- _Text excerpt_:
<<<<

She left without telling him and neither man noticed
But the relationship continued
And since both Jack and Helen were becoming increasingly witchy, she and Parsons would attempt to communicate telepathically when they were apart
Both tuning in at 9 p.m. each night because they couldn't afford long-distance phone calls
That's kind of romantic
Yeah, that's a fun idea
That's a little romantic
That's fival, it's the fival thing
It's a little bit like that, the conversation was probably pretty good, because he was just having it with himself
So he was probably just like, oh you want to suck my dick again, oh my god
He was just like, oh you want to buy me another car, you want to buy me more stuff, sweet
Honestly, be nice, show your tits to the moon thinking about your boyfriend, sometimes he'll think about him
You never know
You never know
Somewhere out there
And he'd just show your pussy to the sky
But since they seemed to be well matched in all the ways that mattered
Parsons proposed to Helen a year later with a three-carat diamond ring and a 25-caliber pistol
Cool
Okay
And he was so absent-minded at their wedding in 1935 that he forgot to kiss her at the end of the ceremony
Oh my god, he's a bumbling scientist
He really is, how do you forget to kiss her?
He's like, he's got a kiss in there
He's all hubbub, it's because everyone's going, everybody's on fire, you know, like god knows what's happening
Explosions are just going off
Well, eventually Jack and Helen settled down in Pasadena where Parsons got a day job at the Halifax Powder Company
Because apparently California was fucking full of dynamite factories at this point in time
Sure
But since they were now permanently in Pasadena, Parsons could devote even more time to his rocketry work at Galsett
But since Parsons' entire life was explosives and propulsion at this point
He spent all the money he made on rockets and rocket accessories
And Helen was in a constant battle with her husband just to meet the basic cost of living
Because he spent all their fucking money on rockets
Literally, like he would have been in another world, he sounds like Timothy McVeigh
Like this is a more, quote-unquote, like, innocent time
Where it was like they would literally eat on barrels of dynamite
Like there was shit, like their home was filled with explosive material
That's kind of fun though, isn't it?
Yeah, I mean, Parsons, I mean, at one point, like his wife is in the back of his car
And she just discovered loose sticks of dynamite back there
Yeah, just hanging out
He just casually tossed like so many half-eaten dollar menu cheeseburgers
Wow
There's where those were
Oh, I've been looking for them!

>>>>

- _Problems and tasks_:
A - Does each statement agree with the Parsons transcript? Answer yes or no for each, quoting the words that decide it. (i) Parsons proposed to Helen with a diamond ring and a pistol. (ii) Jack and Helen kept in touch through nightly long-distance phone calls. (iii) Parsons and Helen married in 1935.
B - Continue the Parsons transcript from its final line.
The entries come from a separate source and have nothing to do with the Parsons transcript.

- _Source information_:

<<<<

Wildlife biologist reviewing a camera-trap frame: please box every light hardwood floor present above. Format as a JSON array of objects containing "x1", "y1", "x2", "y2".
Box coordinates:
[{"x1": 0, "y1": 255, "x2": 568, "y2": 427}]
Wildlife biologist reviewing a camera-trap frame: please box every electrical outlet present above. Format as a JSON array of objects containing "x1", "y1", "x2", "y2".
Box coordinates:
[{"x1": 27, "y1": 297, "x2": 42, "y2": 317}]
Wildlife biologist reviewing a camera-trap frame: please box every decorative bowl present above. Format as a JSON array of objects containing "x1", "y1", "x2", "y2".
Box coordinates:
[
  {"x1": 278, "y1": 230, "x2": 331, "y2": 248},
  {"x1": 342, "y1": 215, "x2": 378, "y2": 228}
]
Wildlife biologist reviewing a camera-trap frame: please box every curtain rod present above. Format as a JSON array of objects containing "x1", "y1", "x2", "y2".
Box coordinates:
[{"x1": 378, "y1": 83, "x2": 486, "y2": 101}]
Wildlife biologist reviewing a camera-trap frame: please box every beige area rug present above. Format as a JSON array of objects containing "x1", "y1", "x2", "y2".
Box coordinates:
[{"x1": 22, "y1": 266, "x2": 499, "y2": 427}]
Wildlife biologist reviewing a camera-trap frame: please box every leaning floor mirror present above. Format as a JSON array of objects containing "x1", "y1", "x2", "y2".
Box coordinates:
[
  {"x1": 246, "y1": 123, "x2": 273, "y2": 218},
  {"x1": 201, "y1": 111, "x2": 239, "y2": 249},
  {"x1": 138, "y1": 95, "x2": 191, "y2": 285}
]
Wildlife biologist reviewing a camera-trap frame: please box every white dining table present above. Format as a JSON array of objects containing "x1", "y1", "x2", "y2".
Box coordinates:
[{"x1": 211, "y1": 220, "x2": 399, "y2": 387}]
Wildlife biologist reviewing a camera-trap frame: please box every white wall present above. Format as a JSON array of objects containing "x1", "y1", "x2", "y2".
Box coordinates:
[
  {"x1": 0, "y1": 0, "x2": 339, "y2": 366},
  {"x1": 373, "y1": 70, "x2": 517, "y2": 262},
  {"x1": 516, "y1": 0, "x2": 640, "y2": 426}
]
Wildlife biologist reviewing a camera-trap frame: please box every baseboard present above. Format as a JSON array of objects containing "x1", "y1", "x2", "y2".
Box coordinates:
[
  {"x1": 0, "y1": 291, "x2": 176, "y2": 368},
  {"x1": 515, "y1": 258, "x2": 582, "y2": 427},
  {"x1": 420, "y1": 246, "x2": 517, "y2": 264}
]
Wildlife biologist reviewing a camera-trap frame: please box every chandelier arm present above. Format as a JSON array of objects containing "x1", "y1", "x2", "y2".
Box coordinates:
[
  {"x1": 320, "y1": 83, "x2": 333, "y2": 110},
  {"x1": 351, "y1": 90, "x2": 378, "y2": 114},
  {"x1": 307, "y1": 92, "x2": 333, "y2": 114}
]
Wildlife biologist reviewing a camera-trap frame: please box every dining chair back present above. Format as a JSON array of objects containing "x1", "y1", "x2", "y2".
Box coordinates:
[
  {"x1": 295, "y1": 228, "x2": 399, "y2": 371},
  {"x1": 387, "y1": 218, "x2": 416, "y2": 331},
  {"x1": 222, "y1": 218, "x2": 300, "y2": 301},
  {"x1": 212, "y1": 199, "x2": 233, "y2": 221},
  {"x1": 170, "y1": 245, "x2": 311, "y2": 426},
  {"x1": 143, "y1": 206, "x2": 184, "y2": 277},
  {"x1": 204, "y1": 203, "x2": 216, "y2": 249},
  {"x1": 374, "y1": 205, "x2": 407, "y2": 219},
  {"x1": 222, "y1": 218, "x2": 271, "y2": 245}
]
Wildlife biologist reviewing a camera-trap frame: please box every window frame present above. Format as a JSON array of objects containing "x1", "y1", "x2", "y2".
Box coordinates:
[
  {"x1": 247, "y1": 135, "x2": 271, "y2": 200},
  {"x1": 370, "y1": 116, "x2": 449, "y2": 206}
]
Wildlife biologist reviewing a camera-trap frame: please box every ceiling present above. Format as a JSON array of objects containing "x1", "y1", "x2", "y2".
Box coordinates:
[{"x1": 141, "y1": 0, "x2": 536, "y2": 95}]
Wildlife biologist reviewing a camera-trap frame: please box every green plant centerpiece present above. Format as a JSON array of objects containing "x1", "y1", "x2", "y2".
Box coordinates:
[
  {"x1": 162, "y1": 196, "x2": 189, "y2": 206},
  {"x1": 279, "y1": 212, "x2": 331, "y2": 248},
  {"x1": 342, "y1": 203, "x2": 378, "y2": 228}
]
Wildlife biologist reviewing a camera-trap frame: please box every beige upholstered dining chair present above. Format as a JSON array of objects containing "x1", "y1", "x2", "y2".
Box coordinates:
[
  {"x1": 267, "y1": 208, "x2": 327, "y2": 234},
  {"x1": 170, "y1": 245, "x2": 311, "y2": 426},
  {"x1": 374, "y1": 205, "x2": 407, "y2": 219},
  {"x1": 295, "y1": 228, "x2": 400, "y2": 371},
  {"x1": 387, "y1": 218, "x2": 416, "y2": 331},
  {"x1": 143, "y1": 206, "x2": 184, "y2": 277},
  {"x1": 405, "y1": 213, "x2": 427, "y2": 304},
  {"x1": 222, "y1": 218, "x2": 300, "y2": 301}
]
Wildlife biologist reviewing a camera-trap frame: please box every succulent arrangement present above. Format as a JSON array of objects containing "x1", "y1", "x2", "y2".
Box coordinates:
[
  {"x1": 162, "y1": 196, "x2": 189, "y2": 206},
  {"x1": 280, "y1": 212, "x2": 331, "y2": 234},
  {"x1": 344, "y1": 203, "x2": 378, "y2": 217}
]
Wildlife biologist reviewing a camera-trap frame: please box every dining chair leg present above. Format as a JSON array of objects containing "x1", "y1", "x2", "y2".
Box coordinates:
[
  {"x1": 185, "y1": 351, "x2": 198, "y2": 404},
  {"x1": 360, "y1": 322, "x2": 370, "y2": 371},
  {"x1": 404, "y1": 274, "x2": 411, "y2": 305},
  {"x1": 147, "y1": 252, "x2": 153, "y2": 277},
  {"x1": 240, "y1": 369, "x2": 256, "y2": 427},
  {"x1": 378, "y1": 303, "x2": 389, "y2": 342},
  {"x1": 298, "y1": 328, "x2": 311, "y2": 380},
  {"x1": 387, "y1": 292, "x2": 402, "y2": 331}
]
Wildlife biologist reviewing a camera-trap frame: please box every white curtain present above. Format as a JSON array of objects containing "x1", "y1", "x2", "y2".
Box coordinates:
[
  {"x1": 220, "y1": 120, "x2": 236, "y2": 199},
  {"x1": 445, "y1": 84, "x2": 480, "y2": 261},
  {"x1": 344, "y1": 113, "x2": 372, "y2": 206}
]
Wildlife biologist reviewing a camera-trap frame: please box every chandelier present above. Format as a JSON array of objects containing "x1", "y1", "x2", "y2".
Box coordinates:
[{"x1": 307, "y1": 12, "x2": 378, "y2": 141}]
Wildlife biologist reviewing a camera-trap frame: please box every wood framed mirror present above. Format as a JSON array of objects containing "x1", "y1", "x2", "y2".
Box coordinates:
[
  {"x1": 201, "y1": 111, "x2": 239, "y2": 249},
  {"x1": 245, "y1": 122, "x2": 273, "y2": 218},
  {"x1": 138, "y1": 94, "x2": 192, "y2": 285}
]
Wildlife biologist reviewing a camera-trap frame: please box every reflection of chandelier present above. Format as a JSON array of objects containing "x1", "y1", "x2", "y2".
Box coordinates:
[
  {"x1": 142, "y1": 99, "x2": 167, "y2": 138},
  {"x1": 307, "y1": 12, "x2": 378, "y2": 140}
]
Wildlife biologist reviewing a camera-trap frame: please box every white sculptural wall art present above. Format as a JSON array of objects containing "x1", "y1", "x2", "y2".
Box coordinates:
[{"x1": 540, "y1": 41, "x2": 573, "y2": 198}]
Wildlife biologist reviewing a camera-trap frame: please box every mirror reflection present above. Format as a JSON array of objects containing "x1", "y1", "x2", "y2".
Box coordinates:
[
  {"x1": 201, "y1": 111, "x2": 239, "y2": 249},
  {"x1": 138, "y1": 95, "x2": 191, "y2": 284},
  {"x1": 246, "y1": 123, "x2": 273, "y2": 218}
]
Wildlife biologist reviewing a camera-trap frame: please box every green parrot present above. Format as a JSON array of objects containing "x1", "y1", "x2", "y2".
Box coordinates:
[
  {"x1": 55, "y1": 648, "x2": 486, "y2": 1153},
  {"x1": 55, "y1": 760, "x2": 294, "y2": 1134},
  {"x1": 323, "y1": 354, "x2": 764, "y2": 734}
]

>>>>

- _Exercise responses_:
A -
(i) Yes: "Parsons proposed to Helen a year later with a three-carat diamond ring and a 25-caliber pistol."
(ii) No: "Both tuning in at 9 p.m. each night because they couldn't afford long-distance phone calls."
(iii) Yes: "their wedding in 1935."

B -
Another time, Parsons was working in the makeshift explosives lab on the back porch of the home he and Helen shared
When he got a call that his grandmother was being rushed to the hospital
But at the same time, he was heating up a large vat of explosives
You really don't want to be startled at this point
Yeah, oh yeah
So he handed a spatula to Helen and told her to keep stirring
And under no circumstances stop until he came back
Presumably without telling her what would happen if she stopped
You want me to get your coffee too, or you just keep stirring?
Honestly, don't look at me, you just keep stirring
However, even though Parsons could be thoughtless, he was also generous and good-natured
He was prone to adopting stray animals
He had a little owl that he adopted
And he eventually domesticated it
And he had a pet owl that would hang around
That's cool, man, I want an owl, dude
Yeah, and this of course extended to stray people as well
And Parsons usually left Helen to be the villain who had to kick these dudes out of their house
Yeah, and that would be a running theme
But while Parsons was spending all his money on rockets and rocket accessories
He and his partner spent what little time off they had from their day jobs
Scrounging Southern California for spare parts
Eventually they had enough to complete their first rocket
And they chose Halloween 1936 as the date of their first test
Well, that's kind of romantic, they're little treasure hunters together
Isn't that nice?
You're scavengers?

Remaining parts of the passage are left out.